SOURCE DATA:

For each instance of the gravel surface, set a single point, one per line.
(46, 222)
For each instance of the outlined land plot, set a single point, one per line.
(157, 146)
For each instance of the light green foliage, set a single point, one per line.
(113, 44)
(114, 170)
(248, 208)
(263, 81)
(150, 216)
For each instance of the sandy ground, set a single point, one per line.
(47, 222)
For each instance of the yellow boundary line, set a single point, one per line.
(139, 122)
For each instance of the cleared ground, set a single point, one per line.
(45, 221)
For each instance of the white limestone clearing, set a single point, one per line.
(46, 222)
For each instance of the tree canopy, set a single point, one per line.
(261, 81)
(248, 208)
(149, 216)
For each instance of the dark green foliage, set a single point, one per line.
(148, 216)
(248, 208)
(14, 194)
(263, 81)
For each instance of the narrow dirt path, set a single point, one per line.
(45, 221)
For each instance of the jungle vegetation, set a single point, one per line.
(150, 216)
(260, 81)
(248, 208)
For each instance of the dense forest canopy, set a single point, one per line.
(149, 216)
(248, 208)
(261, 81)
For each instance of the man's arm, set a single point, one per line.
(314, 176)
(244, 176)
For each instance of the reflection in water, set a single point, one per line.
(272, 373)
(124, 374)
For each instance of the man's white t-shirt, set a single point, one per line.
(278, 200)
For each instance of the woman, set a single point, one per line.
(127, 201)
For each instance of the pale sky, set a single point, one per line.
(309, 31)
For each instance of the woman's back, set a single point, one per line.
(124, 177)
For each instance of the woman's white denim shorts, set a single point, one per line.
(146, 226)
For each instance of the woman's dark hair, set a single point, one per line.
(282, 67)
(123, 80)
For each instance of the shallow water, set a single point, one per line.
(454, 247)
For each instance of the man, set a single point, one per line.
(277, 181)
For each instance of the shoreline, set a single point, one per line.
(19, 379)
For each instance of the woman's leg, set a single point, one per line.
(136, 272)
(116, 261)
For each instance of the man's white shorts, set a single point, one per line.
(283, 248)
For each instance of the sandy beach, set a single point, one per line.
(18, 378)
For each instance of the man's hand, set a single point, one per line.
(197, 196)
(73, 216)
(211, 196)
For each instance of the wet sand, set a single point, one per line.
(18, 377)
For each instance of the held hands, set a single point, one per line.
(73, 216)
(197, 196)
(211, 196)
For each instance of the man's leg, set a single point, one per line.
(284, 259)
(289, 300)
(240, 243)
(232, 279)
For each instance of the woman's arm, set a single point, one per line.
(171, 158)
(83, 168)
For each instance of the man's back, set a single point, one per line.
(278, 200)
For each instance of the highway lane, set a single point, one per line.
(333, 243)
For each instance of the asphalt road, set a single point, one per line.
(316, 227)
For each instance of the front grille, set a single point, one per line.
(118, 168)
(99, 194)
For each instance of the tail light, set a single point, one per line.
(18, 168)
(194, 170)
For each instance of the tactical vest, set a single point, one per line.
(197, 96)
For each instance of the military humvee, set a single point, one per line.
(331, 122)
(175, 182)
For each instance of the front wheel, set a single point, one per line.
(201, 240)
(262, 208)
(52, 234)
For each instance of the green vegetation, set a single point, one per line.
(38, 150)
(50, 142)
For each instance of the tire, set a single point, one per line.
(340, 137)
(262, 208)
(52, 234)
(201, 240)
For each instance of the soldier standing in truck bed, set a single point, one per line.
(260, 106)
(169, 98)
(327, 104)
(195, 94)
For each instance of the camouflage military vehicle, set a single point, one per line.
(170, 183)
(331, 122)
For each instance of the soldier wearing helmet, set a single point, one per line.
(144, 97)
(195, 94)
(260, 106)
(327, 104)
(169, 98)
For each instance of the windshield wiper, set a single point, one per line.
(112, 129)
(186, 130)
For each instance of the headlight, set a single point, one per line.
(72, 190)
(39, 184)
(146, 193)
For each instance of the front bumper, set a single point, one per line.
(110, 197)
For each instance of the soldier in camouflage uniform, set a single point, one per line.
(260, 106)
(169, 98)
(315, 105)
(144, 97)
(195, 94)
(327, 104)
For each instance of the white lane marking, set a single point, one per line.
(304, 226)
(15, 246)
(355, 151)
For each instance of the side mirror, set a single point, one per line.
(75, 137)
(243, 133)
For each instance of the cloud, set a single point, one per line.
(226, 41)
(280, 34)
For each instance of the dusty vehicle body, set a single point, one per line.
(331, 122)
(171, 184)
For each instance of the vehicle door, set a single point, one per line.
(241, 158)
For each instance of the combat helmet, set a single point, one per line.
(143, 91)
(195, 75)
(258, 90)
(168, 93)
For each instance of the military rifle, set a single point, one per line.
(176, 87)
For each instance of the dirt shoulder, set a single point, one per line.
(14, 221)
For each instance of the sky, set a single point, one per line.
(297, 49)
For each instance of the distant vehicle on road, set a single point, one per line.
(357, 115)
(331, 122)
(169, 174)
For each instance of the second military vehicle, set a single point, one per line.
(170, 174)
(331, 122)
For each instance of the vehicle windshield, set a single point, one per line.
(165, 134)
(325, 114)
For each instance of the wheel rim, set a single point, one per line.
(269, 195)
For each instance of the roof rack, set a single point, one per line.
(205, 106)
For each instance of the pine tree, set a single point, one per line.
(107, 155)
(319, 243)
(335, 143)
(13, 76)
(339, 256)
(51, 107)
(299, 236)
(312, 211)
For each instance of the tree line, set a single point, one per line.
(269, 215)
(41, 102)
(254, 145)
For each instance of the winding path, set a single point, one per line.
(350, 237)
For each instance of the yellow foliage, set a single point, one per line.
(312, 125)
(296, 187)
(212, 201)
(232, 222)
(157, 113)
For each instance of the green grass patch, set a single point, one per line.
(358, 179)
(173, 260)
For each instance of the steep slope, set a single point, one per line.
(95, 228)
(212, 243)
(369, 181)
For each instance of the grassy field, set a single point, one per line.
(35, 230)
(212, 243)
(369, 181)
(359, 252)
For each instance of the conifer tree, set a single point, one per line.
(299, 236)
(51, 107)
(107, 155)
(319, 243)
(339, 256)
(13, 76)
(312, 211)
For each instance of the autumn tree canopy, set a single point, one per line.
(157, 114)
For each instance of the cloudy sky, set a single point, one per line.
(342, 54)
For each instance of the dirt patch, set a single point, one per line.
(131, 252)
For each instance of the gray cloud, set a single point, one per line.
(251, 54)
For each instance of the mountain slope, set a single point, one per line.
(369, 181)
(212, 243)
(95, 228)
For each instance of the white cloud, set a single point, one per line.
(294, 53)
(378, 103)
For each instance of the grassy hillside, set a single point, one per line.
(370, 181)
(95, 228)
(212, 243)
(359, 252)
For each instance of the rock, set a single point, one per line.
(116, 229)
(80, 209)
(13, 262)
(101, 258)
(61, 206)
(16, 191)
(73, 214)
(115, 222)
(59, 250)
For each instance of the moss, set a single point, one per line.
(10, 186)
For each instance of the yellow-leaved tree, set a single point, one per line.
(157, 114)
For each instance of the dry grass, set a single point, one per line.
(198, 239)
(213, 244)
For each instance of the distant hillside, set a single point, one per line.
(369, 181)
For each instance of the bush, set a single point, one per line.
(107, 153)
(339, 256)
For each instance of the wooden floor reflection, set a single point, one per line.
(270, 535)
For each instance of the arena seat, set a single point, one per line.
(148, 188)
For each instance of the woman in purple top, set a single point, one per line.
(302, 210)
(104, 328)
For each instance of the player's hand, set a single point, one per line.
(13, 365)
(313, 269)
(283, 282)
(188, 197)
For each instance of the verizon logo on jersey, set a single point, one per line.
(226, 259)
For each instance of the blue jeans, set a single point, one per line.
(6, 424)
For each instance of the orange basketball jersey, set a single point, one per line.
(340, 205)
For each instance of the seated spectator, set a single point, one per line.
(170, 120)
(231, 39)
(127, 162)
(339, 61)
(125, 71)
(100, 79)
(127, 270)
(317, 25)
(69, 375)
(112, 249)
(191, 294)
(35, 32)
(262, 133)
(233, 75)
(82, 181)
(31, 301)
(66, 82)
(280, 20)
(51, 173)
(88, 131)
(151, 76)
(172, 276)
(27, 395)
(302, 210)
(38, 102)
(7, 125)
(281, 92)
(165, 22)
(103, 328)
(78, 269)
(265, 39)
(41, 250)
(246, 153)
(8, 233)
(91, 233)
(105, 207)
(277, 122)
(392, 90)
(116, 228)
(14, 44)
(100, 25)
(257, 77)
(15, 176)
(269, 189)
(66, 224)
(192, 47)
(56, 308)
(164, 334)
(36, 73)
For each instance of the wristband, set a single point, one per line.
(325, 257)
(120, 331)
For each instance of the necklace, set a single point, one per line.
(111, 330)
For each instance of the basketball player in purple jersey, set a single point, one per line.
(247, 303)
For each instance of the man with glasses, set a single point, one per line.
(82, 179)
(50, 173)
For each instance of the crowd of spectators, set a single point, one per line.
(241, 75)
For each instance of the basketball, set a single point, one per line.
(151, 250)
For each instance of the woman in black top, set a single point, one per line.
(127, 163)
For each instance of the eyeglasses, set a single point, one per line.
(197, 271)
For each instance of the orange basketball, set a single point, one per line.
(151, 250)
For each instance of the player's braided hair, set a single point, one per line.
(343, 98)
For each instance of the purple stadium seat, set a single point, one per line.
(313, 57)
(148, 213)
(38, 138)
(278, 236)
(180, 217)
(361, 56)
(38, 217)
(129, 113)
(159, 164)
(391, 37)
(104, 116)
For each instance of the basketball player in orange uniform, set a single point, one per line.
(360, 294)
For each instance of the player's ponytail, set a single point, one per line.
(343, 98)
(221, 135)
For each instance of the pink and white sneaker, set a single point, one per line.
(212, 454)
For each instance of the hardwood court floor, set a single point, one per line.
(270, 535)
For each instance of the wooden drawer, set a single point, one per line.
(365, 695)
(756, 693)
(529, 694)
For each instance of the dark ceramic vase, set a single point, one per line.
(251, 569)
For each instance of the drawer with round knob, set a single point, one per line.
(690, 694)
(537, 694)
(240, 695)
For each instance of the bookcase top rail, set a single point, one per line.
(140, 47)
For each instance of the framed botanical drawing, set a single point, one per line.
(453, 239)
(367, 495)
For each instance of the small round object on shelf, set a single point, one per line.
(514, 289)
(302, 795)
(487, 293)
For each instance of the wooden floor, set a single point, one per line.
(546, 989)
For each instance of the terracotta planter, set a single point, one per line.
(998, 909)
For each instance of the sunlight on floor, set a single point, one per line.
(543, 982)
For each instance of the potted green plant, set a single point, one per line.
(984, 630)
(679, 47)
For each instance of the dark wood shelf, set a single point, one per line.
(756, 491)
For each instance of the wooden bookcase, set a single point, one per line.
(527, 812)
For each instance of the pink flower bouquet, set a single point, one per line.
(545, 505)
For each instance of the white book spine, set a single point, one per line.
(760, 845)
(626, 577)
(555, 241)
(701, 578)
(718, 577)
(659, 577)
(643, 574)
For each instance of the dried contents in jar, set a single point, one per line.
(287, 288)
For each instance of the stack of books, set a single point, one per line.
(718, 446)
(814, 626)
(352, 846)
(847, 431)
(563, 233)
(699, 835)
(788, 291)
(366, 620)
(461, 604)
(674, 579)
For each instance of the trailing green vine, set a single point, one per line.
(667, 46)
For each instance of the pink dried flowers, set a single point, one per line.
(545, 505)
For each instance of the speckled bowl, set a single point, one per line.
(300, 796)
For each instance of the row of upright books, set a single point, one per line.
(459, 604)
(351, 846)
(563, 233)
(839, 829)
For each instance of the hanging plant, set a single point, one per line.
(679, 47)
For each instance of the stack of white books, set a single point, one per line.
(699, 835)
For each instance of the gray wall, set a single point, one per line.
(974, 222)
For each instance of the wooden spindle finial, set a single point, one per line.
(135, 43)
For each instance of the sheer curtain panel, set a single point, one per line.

REQUIRED WORK:
Write out exactly the final stretch of the records: the line containing "For each instance of the row" and every line after it, through the last, and nothing else.

WRITTEN RESPONSE:
For each instance of the row of upright books, set a single point, one per line.
(459, 604)
(351, 846)
(563, 233)
(839, 829)
For each instance of the hanging plant, set a single point, one per line.
(679, 47)
For each instance of the stack of white books, set a single point, one per line.
(699, 835)
For each instance of the gray wall, set a single point, one per line.
(974, 222)
For each instance of the wooden spindle finial, set a single point, one per line.
(135, 43)
For each instance of the sheer curtain panel, set a single point, one per line.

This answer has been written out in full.